§ **Your objective**
Restate word for word the lines of the material below, from the line with "Target: closet door" to the line with "Given the photograph above, point out the yellow", both lines included, and no others.

§ **Data supplied**
Segment Open
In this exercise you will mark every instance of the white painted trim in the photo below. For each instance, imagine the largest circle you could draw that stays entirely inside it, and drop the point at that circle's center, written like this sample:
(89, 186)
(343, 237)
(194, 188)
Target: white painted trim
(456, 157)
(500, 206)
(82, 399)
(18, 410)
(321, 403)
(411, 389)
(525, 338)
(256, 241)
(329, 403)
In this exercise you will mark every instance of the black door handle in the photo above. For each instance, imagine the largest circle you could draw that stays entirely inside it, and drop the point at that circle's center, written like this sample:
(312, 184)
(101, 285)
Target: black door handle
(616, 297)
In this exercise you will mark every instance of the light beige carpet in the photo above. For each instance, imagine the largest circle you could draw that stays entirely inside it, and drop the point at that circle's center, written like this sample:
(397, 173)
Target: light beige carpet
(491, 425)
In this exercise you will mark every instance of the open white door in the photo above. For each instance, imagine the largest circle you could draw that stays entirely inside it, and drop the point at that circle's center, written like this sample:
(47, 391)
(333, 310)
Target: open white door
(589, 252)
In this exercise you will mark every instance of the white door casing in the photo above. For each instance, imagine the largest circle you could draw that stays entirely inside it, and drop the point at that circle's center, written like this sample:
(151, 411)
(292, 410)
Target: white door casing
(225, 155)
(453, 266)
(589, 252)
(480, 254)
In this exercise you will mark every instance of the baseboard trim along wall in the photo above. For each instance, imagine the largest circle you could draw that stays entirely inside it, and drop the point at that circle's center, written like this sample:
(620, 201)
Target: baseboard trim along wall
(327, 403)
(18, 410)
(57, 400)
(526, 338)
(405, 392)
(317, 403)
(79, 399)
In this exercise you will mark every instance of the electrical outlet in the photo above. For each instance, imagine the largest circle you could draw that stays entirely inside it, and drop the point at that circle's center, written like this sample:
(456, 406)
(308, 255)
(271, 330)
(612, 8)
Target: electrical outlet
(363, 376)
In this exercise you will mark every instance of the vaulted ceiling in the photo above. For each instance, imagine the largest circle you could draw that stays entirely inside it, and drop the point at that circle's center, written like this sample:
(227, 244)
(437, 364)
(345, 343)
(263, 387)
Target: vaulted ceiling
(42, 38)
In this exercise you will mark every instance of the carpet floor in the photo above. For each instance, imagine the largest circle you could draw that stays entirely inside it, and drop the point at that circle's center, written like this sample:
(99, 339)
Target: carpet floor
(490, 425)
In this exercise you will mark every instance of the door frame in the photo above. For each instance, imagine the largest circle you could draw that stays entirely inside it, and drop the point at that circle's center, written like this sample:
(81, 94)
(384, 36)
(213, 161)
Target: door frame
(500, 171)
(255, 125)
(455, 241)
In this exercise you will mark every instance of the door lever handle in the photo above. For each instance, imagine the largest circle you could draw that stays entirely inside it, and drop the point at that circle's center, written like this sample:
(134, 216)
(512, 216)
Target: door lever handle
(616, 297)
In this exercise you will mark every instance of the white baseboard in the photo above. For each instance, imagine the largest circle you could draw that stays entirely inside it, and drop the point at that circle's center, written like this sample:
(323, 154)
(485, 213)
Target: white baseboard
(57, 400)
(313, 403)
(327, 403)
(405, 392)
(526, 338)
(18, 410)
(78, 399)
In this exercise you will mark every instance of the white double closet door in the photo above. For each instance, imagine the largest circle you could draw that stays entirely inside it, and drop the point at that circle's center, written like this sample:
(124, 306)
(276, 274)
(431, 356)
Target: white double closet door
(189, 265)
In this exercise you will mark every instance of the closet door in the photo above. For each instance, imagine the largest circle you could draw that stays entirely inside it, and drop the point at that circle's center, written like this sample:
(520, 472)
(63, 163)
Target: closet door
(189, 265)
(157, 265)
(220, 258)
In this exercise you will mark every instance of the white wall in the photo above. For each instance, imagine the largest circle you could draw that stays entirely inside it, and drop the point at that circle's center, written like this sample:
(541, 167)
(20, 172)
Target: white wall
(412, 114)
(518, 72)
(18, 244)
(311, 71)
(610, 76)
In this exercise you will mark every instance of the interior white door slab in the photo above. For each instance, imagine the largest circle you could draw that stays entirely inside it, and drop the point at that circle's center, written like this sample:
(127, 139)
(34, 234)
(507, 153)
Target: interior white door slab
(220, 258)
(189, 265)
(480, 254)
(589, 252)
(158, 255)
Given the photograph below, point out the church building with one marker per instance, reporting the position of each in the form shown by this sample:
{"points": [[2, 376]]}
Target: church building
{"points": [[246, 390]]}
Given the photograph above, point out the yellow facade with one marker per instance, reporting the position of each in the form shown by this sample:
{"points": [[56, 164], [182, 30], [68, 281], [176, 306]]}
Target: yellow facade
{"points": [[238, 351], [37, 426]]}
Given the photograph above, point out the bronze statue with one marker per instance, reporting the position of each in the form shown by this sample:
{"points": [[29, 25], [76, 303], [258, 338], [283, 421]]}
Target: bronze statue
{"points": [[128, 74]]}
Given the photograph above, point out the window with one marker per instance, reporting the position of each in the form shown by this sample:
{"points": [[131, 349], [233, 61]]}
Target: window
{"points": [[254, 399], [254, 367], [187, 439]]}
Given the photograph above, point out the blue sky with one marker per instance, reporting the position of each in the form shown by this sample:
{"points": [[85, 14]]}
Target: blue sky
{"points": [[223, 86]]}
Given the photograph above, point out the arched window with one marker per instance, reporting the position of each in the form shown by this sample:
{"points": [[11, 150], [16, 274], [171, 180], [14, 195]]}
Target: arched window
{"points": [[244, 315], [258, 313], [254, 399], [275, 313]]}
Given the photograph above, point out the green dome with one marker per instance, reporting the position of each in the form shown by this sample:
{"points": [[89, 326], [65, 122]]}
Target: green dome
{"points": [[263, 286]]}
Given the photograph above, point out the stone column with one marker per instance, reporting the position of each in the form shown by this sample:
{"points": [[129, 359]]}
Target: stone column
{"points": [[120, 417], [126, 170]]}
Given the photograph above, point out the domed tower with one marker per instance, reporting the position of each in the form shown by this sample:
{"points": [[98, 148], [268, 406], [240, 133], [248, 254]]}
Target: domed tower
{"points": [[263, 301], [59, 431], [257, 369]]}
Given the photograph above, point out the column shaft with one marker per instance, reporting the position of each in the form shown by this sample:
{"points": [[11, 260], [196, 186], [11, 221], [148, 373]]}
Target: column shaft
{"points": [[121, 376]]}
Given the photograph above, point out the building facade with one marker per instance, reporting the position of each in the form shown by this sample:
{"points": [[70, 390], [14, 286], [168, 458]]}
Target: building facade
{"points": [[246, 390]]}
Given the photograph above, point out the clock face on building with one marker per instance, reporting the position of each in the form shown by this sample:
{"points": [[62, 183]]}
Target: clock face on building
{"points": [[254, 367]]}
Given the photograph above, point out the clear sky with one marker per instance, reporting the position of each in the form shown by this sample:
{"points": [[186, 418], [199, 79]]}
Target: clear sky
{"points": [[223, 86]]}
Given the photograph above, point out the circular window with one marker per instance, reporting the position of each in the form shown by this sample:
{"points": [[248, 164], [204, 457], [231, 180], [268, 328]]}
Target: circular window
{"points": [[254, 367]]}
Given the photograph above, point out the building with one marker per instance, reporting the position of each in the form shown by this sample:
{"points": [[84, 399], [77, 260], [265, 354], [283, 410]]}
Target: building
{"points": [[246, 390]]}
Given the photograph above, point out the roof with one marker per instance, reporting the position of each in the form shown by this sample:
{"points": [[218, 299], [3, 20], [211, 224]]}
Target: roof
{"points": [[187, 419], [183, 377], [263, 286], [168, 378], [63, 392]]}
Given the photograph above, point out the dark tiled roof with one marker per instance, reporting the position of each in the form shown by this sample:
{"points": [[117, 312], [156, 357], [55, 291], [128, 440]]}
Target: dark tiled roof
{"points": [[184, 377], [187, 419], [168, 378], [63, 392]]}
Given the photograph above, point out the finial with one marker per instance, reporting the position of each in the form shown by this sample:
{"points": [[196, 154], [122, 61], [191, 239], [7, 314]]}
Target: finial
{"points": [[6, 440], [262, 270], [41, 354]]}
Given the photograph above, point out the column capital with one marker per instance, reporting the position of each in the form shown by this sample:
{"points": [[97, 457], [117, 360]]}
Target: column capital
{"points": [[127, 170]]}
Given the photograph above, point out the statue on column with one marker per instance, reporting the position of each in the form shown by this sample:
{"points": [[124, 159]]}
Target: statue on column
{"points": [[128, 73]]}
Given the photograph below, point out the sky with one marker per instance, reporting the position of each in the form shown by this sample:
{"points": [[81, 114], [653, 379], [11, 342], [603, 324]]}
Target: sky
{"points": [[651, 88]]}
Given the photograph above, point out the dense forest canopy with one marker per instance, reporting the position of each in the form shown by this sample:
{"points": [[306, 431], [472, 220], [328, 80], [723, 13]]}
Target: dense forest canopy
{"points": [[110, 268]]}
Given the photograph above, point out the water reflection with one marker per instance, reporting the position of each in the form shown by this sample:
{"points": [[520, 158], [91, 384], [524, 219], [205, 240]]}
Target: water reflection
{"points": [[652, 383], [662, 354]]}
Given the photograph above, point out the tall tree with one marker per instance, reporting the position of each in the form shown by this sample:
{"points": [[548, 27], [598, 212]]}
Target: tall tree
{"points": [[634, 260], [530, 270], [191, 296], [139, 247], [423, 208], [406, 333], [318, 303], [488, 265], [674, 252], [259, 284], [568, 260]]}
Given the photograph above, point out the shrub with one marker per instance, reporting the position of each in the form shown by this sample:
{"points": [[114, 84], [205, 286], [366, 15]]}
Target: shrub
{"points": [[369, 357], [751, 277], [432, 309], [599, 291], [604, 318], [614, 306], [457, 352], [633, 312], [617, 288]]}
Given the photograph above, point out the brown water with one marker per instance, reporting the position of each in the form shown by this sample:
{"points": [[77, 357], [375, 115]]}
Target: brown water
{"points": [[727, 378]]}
Segment Closed
§ **Reply to the task**
Target: closet door
(189, 265)
(157, 265)
(220, 258)
In this exercise you will mark every instance of the white wall in the photo above. For each instance, imagine the largest circle you could draw that stays entirely inside it, and drop the point at that circle's center, written like this sample:
(541, 167)
(20, 172)
Target: white wall
(412, 114)
(518, 72)
(18, 244)
(311, 71)
(610, 76)
In this exercise you will mark every instance of the interior white door slab in the photo above. For each instance, imagine the largest circle you could draw that stays entirely inside it, and drop the point at that circle's center, written like this sample:
(127, 139)
(34, 234)
(507, 153)
Target: interior white door slab
(220, 258)
(189, 265)
(480, 254)
(589, 252)
(158, 255)
Given the photograph below, point out the church building with one marker per instance, reporting the position of each in the form shown by this sample:
{"points": [[2, 376]]}
Target: church building
{"points": [[246, 390]]}
Given the photograph above, point out the yellow facade with one marker per instance, reporting the position of each in the form shown by this sample:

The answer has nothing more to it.